What to work on –
1. Repeat a passage from the hospital accreditation article word for word, beginning at the words "This came up" and stopping after the words "threatens GMH's accreditation.".
2. Answer these questions from the hospital accreditation article.
(a) Which senator chaired the committee that held the oversight hearing?
(b) How much money would the bill provide to fix the hospital's finances?
(c) On what condition did Camacho offer to release the survey findings to Sen. Rodriguez?

Excerpted passage –
--- --- ---

Guam Memorial says it's afraid of law suits if it makes problems threatening its accreditation public
GMH Administrator Peter John Camacho
In yet another instance of dueling press releases, Guam Memorial Hospital has crossed swords with Speaker B.J. Cruz who has insisted that GMH, which is demanding a 'dedicated funding source' to solve its decades long financial problems, level with the lawmakers on the 'problems' that the hospital says are threatening its accreditation.
This came up during a recent oversight hearing by the Committee on Health, Tourism, Military Affairs, and Senior Citizens. Chairperson Senator Dennis G. Rodriguez, Jr. asked for details on the Joint Commission on Accreditation of Healthcare Organization's recent survey report that hospital officials have maintained publicly threatens GMH's accreditation.
GMH Administrator Peter John Camacho declined, citing advice by legal counsel that laying out specific problems would expose the hospital to lawsuits.
In a Tuesday release, Speaker Cruz said, "For the past several months, both the Calvo Administration and hospital management have asserted that the potential loss of accreditation is directly linked to a lack of funding for GMHA. Dr. Vincent A. Duenas, GMHA’s Medical Director, further reiterated this position, stating that “both lives and accreditation were at stake” due to an ostensible lack of financial support."
The bill, heavily promoted by Adelup and GMH, would provide the $30-40 million required to fix the hospital's finances by largely eliminating exemptions from the gross receipts tax for local businesses. But Cruz says the money requires openness about what it's needed for. "[To] help GMH, I must rely on your help, your full transparency, and faith that this community can deal with the truth—even when the truth may hurt,” said Cruz in a letter to Calvo and Camacho.
A Wednesday release from GMH claimed to 'correct' Cruz' "mistaken assumption that GMH will not share findings with the Legislature." According to the release, Camacho has since written to Sen. Rodriguez, offering to release the accreditation survey findings to him "under strict confidentiality."
"“The initial concern raised by our legal counsel on releasing these documents," the GHM release continues, "is that it could expose the hospital to future litigation. After requesting special consideration for our oversight chair, legal counsel advised us that we may release the report to the senator in confidence. We have now followed this up with a similar request for Speaker Cruz.” GMH cautions both Senator Rodriguez and Speaker Cruz that releasing information in the report by themselves or their staff could expose the hospital to litigation and deteriorate [sic] patient care."

--- --- ---

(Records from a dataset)
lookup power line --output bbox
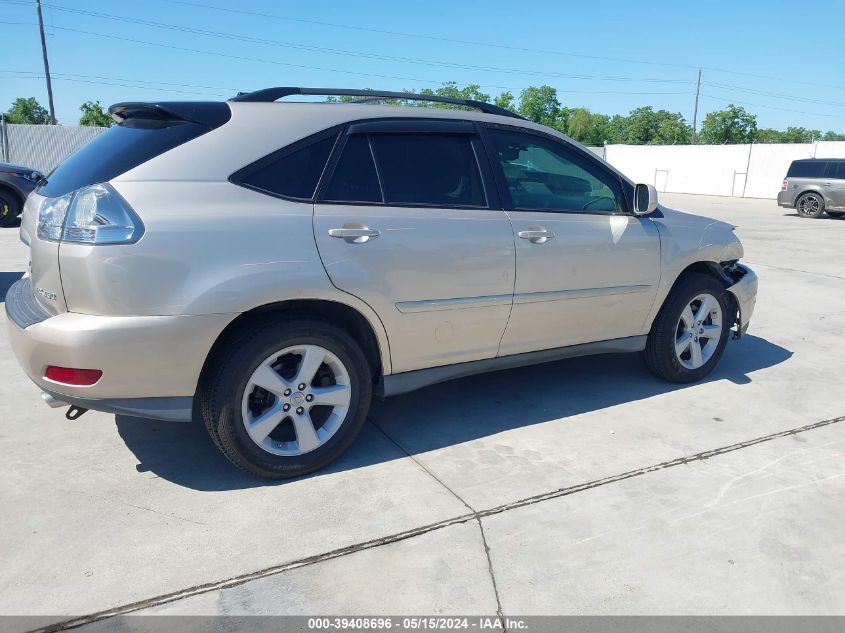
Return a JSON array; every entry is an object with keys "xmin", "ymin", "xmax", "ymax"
[
  {"xmin": 704, "ymin": 81, "xmax": 845, "ymax": 108},
  {"xmin": 161, "ymin": 0, "xmax": 845, "ymax": 90},
  {"xmin": 36, "ymin": 3, "xmax": 691, "ymax": 84},
  {"xmin": 0, "ymin": 20, "xmax": 686, "ymax": 95},
  {"xmin": 701, "ymin": 92, "xmax": 845, "ymax": 119}
]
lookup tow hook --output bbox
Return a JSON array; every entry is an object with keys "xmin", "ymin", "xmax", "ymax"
[{"xmin": 65, "ymin": 404, "xmax": 88, "ymax": 420}]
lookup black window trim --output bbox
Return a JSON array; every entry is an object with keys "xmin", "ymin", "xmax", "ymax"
[
  {"xmin": 478, "ymin": 122, "xmax": 632, "ymax": 217},
  {"xmin": 229, "ymin": 125, "xmax": 344, "ymax": 203},
  {"xmin": 314, "ymin": 117, "xmax": 494, "ymax": 211}
]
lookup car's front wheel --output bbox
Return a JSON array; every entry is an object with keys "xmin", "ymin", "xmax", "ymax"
[
  {"xmin": 200, "ymin": 320, "xmax": 372, "ymax": 479},
  {"xmin": 795, "ymin": 192, "xmax": 824, "ymax": 218},
  {"xmin": 644, "ymin": 273, "xmax": 735, "ymax": 383}
]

--- --- ---

Answers to the exercise –
1.
This came up during a recent oversight hearing by the Committee on Health, Tourism, Military Affairs, and Senior Citizens. Chairperson Senator Dennis G. Rodriguez, Jr. asked for details on the Joint Commission on Accreditation of Healthcare Organization's recent survey report that hospital officials have maintained publicly threatens GMH's accreditation.

2.
(a) Senator Dennis G. Rodriguez, Jr.
(b) $30-40 million
(c) Under strict confidentiality